___ Given records ___
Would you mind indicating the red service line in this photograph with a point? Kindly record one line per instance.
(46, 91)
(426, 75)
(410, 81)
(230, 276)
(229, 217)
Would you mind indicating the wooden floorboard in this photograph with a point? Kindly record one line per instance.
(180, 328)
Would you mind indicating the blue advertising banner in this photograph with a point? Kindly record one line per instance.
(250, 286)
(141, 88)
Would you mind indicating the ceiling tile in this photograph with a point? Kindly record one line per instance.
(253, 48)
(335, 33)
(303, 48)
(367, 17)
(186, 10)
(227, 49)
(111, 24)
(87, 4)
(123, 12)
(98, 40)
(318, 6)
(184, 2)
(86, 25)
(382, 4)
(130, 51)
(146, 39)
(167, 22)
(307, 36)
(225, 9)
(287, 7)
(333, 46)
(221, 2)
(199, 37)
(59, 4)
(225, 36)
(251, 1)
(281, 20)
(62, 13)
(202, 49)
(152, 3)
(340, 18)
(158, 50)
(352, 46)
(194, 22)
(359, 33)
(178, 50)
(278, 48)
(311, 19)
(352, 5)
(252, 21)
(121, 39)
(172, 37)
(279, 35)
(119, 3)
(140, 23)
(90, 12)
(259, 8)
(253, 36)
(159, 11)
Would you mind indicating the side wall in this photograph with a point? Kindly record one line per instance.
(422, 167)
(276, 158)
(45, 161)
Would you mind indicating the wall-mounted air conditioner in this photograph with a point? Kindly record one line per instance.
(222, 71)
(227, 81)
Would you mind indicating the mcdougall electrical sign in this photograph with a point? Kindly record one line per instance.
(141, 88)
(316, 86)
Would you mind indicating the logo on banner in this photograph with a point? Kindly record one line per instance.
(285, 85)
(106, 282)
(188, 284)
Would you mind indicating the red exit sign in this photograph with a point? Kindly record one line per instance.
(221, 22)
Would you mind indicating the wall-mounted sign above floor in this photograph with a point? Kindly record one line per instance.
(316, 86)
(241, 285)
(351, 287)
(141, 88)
___
Exercise objective: Please output the complete data exactly.

Answer space:
Would you mind indicating the red service line in this photograph with a point? Kindly record one line per instance.
(46, 91)
(426, 75)
(410, 81)
(230, 276)
(229, 217)
Would you mind indicating the wooden floorboard in this photograph with a point? Kindly record one line per instance.
(180, 328)
Would you mind indicating the blue advertising banner in this photograph with a point? Kindly record one line per instance.
(250, 286)
(141, 88)
Would you mind indicating the ceiling tile in this photograph with a point? Kindly record one line per instance.
(253, 48)
(335, 33)
(303, 48)
(367, 17)
(186, 10)
(227, 49)
(111, 24)
(87, 4)
(123, 12)
(98, 40)
(318, 6)
(184, 2)
(86, 25)
(382, 4)
(130, 51)
(146, 39)
(167, 22)
(307, 36)
(225, 9)
(287, 7)
(333, 46)
(221, 2)
(199, 37)
(59, 4)
(225, 36)
(251, 1)
(281, 20)
(62, 13)
(202, 49)
(152, 3)
(340, 18)
(158, 50)
(352, 46)
(194, 22)
(359, 33)
(178, 50)
(278, 48)
(311, 19)
(352, 5)
(252, 21)
(121, 39)
(172, 37)
(279, 35)
(119, 3)
(140, 23)
(90, 12)
(259, 8)
(253, 36)
(159, 11)
Would you mind indicating the side wall in this photograph with a point? Kindly record one line per instance.
(422, 167)
(276, 158)
(45, 161)
Would you mind indicating the wall-mounted air conditioner in this photograph with a point? Kindly record one line per instance.
(222, 71)
(227, 81)
Would you mind indicating the mcdougall electrical sign in this photograph with a point? Kindly record one line per instance.
(141, 88)
(316, 86)
Would you mind indicating the logo on banner in this photograph with a point? Kindly record one line per instance.
(285, 85)
(106, 282)
(188, 284)
Would you mind indicating the red exit sign in this photograph with a point? Kindly record one line per instance.
(221, 22)
Would you mind indicating the wall-mounted sign above floor in this photograph with a point? Kindly record one line per instance.
(316, 86)
(241, 285)
(351, 287)
(141, 88)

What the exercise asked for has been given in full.